(SOURCE DOCUMENT)

Issue with website with anti-bot detection.
Hi,
I am facing this error, quite a few times for multiple articles.
[ERROR] π« arun(): Failed to crawl https://www.washingtonpost.com/technology/2024/10/31/openai-chatgpt-search-ai-upgrade-google, error: [ERROR] π« crawl(): Failed to crawl https://www.washingtonpost.com/technology/2024/10/31/openai-chatgpt-search-ai-upgrade-google: Page.goto: net::ERR_HTTP2_PROTOCOL_ERROR at https://www.washingtonpost.com/technology/2024/10/31/openai-chatgpt-search-ai-upgrade-google
Call log:
navigating to "https://www.washingtonpost.com/technology/2024/10/31/openai-chatgpt-search-ai-upgrade-google", waiting until "domcontentloaded"
This happens for other URLs too occasionally, I can't find a definite pattern as to why this is happening.
Hi, when you set headless to false, you'll see it works, however some websites have strong bot detection capabilities and won't let you reach domcontentloaded events, specially when they detect headless.
Anyway, to overcome this, without set headless to False, is simply set the magic parameter to true when you call to crawl.
async def test_news_crawl():
async with AsyncWebCrawler(
verbose=True,
headless=True,
) as crawler:
url = "https://www.washingtonpost.com/technology/2024/10/31/openai-chatgpt-search-ai-upgrade-google"
result = await crawler.arun(
url,
bypass_cache=True,
magic=True,
)

(End SOURCE DOCUMENT)
(EXTRACTED DATA)

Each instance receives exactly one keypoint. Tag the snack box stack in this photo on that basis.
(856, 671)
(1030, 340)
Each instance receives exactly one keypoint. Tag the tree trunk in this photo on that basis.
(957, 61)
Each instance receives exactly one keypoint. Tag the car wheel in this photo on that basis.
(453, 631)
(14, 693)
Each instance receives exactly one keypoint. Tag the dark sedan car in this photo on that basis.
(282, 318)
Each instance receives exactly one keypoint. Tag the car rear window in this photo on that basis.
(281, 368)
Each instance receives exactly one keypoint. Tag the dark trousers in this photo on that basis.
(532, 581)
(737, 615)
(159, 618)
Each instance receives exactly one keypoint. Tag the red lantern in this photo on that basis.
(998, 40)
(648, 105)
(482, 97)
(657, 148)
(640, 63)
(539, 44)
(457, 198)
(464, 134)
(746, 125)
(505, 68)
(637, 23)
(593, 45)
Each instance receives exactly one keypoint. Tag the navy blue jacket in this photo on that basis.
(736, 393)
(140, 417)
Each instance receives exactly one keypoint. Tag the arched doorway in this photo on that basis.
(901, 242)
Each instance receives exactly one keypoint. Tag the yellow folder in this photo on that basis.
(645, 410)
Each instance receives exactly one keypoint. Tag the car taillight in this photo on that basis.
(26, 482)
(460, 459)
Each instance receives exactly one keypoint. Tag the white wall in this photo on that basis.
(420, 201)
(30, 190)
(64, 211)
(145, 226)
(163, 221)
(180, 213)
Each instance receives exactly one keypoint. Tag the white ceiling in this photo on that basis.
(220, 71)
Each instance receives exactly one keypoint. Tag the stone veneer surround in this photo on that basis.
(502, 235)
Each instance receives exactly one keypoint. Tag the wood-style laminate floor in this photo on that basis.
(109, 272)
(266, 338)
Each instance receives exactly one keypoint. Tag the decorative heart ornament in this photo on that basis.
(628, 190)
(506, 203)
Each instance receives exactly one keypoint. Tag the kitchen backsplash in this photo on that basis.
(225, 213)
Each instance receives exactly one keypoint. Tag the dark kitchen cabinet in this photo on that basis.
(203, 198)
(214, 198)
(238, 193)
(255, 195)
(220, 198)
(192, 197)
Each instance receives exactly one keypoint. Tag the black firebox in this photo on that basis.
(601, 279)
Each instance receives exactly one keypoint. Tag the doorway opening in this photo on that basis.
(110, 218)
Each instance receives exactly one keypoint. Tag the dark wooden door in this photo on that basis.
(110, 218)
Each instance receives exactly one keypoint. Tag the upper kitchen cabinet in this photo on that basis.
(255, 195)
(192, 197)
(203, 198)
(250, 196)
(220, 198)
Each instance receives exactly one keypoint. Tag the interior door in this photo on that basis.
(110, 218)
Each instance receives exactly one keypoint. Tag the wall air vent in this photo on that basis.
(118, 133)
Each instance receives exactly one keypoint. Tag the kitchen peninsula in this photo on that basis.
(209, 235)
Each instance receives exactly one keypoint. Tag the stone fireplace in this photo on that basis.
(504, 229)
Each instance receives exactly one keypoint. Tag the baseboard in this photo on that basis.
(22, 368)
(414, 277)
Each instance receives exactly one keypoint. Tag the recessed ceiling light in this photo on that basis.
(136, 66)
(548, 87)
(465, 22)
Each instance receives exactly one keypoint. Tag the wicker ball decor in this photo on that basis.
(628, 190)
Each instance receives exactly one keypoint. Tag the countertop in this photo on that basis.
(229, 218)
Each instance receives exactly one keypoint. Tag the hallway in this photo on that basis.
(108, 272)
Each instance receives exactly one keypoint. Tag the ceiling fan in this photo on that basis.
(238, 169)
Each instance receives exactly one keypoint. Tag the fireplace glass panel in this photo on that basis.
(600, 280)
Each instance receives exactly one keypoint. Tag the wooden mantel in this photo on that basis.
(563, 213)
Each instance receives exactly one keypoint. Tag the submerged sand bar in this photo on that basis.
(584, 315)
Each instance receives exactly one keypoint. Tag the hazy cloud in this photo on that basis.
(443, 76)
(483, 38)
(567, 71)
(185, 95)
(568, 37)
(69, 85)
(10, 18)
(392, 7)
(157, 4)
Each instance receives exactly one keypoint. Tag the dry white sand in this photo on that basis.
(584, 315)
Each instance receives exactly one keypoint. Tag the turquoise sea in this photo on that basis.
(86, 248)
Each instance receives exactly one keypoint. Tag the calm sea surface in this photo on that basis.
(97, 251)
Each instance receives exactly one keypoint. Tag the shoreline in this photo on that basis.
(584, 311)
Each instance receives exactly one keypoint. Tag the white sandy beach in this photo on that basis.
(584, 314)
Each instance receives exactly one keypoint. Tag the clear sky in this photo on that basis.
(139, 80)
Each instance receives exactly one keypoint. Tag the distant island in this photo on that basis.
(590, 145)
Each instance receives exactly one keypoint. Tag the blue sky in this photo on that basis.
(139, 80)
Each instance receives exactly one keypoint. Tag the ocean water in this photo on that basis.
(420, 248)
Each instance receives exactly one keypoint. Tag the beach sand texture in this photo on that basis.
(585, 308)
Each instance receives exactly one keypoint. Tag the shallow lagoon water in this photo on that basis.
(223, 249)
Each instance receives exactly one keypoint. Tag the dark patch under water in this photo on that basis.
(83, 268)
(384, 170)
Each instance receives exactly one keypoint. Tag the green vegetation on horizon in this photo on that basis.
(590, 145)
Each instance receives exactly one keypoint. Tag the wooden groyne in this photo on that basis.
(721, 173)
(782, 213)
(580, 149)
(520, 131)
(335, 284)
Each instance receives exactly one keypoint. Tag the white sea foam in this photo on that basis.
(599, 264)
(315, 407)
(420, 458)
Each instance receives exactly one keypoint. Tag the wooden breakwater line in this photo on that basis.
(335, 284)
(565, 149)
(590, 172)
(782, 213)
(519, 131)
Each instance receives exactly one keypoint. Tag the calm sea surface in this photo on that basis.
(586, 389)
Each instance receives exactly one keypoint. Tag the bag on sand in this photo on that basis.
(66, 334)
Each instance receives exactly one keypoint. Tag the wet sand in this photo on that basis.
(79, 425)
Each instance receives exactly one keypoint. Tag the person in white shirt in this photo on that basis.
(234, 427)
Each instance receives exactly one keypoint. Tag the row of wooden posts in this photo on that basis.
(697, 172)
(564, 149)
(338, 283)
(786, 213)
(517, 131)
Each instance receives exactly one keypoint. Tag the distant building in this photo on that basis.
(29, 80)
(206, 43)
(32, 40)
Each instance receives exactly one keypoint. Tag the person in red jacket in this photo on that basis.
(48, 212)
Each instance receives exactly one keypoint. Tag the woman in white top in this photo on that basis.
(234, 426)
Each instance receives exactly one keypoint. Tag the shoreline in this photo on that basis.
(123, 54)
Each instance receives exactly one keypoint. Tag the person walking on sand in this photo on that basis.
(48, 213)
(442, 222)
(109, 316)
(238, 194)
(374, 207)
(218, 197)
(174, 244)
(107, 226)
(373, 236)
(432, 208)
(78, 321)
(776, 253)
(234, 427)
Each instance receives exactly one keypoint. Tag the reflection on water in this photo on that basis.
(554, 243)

(End EXTRACTED DATA)

__WHAT YOU NEED TO DO__:
A – Based on the crawl-error thread, say whether each statement agrees with it, answering yes or no and quoting the words that decide it: (i) the error appeared for only one article; (ii) the page can be crawled when headless is set to false; (iii) the code in the reply sets bypass_cache to False.
B – Go on with the crawl-error thread from the point where it stops.
The records come from a different source than the crawl-error thread.

__RESULTS BY TASK__:
A –
(i) No: "quite a few times for multiple articles."
(ii) Yes: "when you set headless to false, you'll see it works"
(iii) No: "bypass_cache=True,"

B –
assert result.success, f"Failed to crawl {url}: {result.error_message}"
print(f"Successfully crawled {url}")
print(f"Content length: {len(result.markdown)}")
if __name__ == "__main__":
asyncio.run(test_news_crawl())
I've also found other ways to improve this. In the next version (0.3.74), I'll add better support for even more challenging situations, including the ability to set a browser user data directory easily and persist context. This allows you to build a digital fingerprint specific to crawling. More details are provided in another issue. https://github.com/unclecode/crawl4ai/issues/246
When I release the new version you can try more complicated case like the code below:
async def test_news_crawl():
# Create a persistent user data directory
user_data_dir = os.path.join(Path.home(), ".crawl4ai", "browser_profile")
os.makedirs(user_data_dir, exist_ok=True)
async with AsyncWebCrawler(
verbose=True,
headless=True,
user_data_dir=user_data_dir,
use_persistent_context=True,
chrome_channel="chrome",
headers={
"Accept": "text/html,application/xhtml+xml,application/xml;q=0.9,image/webp,*/*;q=0.8",
"Accept-Language": "en-US,en;q=0.5",
"Accept-Encoding": "gzip, deflate, br",
"DNT": "1",
"Connection": "keep-alive",
"Upgrade-Insecure-Requests": "1",
"Sec-Fetch-Dest": "document",
"Sec-Fetch-Mode": "navigate",
"Sec-Fetch-Site": "none",
"Sec-Fetch-User": "?1",
"Cache-Control": "max-age=0",
}
) as crawler:
url = "https://www.washingtonpost.com/technology/2024/10/31/openai-chatgpt-search-ai-upgrade-google"
result = await crawler.arun(
url,
bypass_cache=True,
magic=True,
)
assert result.success, f"Failed to crawl {url}: {result.error_message}"
print(f"Successfully crawled {url}")
print(f"Content length: {len(result.markdown)}")
if __name__ == "__main__":
For now, please set magic to true and it should work.
useless for reuters
@syed-al Please update to latest version 0.4.0 (I am gonna release it in 8PM Singapore timezone today, 4th Dec). then all will be ok.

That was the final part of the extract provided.